> **ABOUT THIS TASK**: All of the data below should be written out again exactly.

> **INPUT MATERIAL**:
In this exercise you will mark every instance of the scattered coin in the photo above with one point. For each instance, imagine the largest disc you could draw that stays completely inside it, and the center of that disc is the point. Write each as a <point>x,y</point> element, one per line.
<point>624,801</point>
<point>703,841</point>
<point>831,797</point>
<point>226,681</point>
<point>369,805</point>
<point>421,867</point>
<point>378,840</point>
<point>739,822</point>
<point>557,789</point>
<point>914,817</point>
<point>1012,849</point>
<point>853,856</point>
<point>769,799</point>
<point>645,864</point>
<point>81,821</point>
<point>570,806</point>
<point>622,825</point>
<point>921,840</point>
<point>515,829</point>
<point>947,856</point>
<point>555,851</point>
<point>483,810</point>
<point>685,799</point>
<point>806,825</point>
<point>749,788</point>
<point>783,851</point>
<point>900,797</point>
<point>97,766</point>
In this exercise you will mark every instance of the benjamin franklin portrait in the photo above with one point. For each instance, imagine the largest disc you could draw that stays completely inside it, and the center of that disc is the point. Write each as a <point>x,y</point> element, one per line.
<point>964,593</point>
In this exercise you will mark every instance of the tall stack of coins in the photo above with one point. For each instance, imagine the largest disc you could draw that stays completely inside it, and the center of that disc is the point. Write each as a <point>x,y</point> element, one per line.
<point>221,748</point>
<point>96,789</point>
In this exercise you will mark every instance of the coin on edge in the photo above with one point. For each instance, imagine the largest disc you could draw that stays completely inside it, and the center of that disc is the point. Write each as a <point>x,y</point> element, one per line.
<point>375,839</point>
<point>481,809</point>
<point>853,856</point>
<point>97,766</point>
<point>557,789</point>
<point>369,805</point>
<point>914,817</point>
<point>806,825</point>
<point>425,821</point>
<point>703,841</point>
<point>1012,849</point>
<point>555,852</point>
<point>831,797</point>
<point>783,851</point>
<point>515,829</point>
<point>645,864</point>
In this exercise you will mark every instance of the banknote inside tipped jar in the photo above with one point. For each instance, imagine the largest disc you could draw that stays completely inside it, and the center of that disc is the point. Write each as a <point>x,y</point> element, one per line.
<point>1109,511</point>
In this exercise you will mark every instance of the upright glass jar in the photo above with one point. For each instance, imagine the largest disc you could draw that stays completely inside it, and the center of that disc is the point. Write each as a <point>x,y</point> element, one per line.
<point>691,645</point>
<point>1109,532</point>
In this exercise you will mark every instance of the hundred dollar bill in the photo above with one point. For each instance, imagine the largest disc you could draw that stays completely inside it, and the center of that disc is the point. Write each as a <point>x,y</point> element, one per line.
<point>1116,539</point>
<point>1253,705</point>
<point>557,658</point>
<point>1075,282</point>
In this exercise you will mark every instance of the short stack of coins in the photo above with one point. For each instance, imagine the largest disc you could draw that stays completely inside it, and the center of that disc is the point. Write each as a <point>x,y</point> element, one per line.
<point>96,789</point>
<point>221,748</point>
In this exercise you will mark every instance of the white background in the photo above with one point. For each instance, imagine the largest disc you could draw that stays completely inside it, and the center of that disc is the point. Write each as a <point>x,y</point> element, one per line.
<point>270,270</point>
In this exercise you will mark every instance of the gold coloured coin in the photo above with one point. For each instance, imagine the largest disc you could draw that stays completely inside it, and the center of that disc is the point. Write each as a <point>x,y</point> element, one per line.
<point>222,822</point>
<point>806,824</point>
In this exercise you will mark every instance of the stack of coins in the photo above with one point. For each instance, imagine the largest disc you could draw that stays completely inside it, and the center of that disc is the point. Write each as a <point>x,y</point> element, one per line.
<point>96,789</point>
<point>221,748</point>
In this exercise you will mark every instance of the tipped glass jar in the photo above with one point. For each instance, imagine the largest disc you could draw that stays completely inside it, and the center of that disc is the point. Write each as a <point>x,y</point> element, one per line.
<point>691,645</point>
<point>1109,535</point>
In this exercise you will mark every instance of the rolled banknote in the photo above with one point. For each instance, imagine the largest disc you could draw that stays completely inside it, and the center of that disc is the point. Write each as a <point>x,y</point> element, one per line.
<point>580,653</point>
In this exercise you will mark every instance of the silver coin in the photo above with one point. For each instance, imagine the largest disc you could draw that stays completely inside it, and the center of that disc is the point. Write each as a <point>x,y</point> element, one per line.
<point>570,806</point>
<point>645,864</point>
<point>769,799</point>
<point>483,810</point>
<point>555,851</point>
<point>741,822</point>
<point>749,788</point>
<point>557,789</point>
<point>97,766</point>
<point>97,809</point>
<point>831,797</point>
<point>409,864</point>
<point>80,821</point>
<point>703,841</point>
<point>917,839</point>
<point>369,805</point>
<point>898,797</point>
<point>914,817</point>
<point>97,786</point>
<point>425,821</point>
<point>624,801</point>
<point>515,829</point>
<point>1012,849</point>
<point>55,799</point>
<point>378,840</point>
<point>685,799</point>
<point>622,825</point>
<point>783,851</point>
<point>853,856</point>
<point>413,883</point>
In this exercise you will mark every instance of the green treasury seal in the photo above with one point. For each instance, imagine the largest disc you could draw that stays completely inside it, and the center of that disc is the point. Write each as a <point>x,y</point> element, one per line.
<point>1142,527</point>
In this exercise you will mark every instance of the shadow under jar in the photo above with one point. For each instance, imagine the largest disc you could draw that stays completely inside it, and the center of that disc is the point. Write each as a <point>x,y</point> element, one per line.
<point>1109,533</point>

> **ANSWER AREA**:
In this exercise you will mark every instance of the scattered coin in the photo above with one point. For each instance, imagine the largest disc you could draw that stays completely inside it, and the center of that disc is the point. Write each as a <point>x,y</point> element, one per line.
<point>624,801</point>
<point>703,841</point>
<point>831,797</point>
<point>226,681</point>
<point>369,805</point>
<point>421,867</point>
<point>378,840</point>
<point>739,822</point>
<point>557,789</point>
<point>914,817</point>
<point>1012,849</point>
<point>853,856</point>
<point>769,799</point>
<point>645,864</point>
<point>81,821</point>
<point>570,806</point>
<point>622,825</point>
<point>921,840</point>
<point>515,829</point>
<point>947,856</point>
<point>555,851</point>
<point>483,810</point>
<point>685,799</point>
<point>806,825</point>
<point>749,788</point>
<point>783,851</point>
<point>900,797</point>
<point>97,766</point>
In this exercise you will mark every instance of the benjamin franklin portrait in the photo above with one point. For each instance, imagine the largest disc you could draw that stays completely inside it, and the center of that disc is the point. Write each as a <point>x,y</point> element, one per line.
<point>964,593</point>
In this exercise you will mark every instance of the tall stack of coins in the photo above with one point. For each instance, imagine the largest disc you could draw that stays completely inside it, and the center of that disc is the point. Write each as a <point>x,y</point> element, one per line.
<point>221,748</point>
<point>96,789</point>
In this exercise you will mark every instance of the coin on edge in the photo above with one point. For each instance, imagine the largest disc you could draw that stays completely inside it, and the center of that disc is the point. Write each as a <point>x,y</point> element, one per line.
<point>375,839</point>
<point>481,809</point>
<point>853,856</point>
<point>97,766</point>
<point>557,789</point>
<point>369,805</point>
<point>914,817</point>
<point>806,825</point>
<point>425,821</point>
<point>703,841</point>
<point>1012,849</point>
<point>555,852</point>
<point>831,797</point>
<point>783,851</point>
<point>515,829</point>
<point>645,864</point>
In this exercise you will mark every instance of the banknote inside tipped jar in the photo above with one point. For each instance, imagine the largest disc you could draw that stays completely inside it, and the center of that disc is the point. Write each as a <point>x,y</point> element, one per line.
<point>1109,511</point>
In this exercise you will mark every instance of the upright glass jar in the photo above with one point. For each instance, imagine the largest disc you could draw that stays completely inside it, and the center of that disc is the point. Write each as a <point>x,y</point> element, one per line.
<point>691,645</point>
<point>1109,532</point>
In this exercise you will mark every instance of the hundred dollar bill in the photo above with one point. For each instance, imagine the largest disc you could draw that stays completely inside it, and the center of that disc is the point. Write each as a <point>x,y</point> element, one per line.
<point>1116,539</point>
<point>1253,705</point>
<point>557,658</point>
<point>1075,282</point>
In this exercise you will mark every instance of the short stack of coins in the photo above with one point. For each instance, imagine the largest disc you could draw that stays completely inside it, and the center of that disc is the point. Write each as a <point>x,y</point> element, one per line.
<point>96,789</point>
<point>221,748</point>
In this exercise you will mark every instance of the white background in the photo above with one point. For each instance, imagine the largest disc you could draw that stays completely inside it, and the center of that disc is the point. Write each as a <point>x,y</point> element, one per line.
<point>270,270</point>
In this exercise you will mark every instance of the gold coloured coin in the photo above with one point. For each instance, imagine the largest disc you could draw that stays completely inside it, and the center of that disc is the point. Write each as a <point>x,y</point> element, one per line.
<point>222,822</point>
<point>806,824</point>
In this exercise you will mark every instance of the stack of coins in the photo above with one point. For each instance, imagine the largest disc you could draw that stays completely inside it, and the center of that disc is the point. Write each as a <point>x,y</point> element, one per line.
<point>96,789</point>
<point>221,748</point>
In this exercise you will mark every instance of the tipped glass jar in the photo above with one point. For each instance, imagine the largest disc you could draw that stays completely inside it, and the center of that disc is the point. Write each as a <point>x,y</point> element, one per line.
<point>691,645</point>
<point>1109,535</point>
In this exercise you will mark every instance of the rolled banknote in the photo above with one point. For each instance, imagine the largest disc you could draw that stays completely inside it, and the center of that disc is the point. Write each as a <point>x,y</point> element, one per line.
<point>580,653</point>
In this exercise you will mark every instance of the silver coin in the photo above with one point. For each instance, imagine the largest disc you could draw that stays completely inside it, and the center of that disc is the point. Write each as a <point>x,y</point> element, one per line.
<point>570,806</point>
<point>645,864</point>
<point>769,799</point>
<point>483,810</point>
<point>555,851</point>
<point>741,822</point>
<point>749,788</point>
<point>557,789</point>
<point>97,766</point>
<point>97,809</point>
<point>831,797</point>
<point>409,864</point>
<point>80,821</point>
<point>703,841</point>
<point>917,839</point>
<point>369,805</point>
<point>898,797</point>
<point>914,817</point>
<point>97,786</point>
<point>425,821</point>
<point>624,801</point>
<point>515,829</point>
<point>1012,849</point>
<point>55,799</point>
<point>378,840</point>
<point>685,799</point>
<point>622,825</point>
<point>783,851</point>
<point>853,856</point>
<point>413,883</point>
In this exercise you will mark every instance of the green treasury seal in the photo above with one point. For each instance, imagine the largest disc you could draw that stays completely inside it, and the center of that disc is the point. Write each as a <point>x,y</point> element, one per line.
<point>1142,527</point>
In this exercise you will mark every instance of the shadow under jar in the photo above with one point. For each instance, imagine the largest disc you could draw that stays completely inside it, and the center of that disc is the point. Write each as a <point>x,y</point> element, one per line.
<point>1109,533</point>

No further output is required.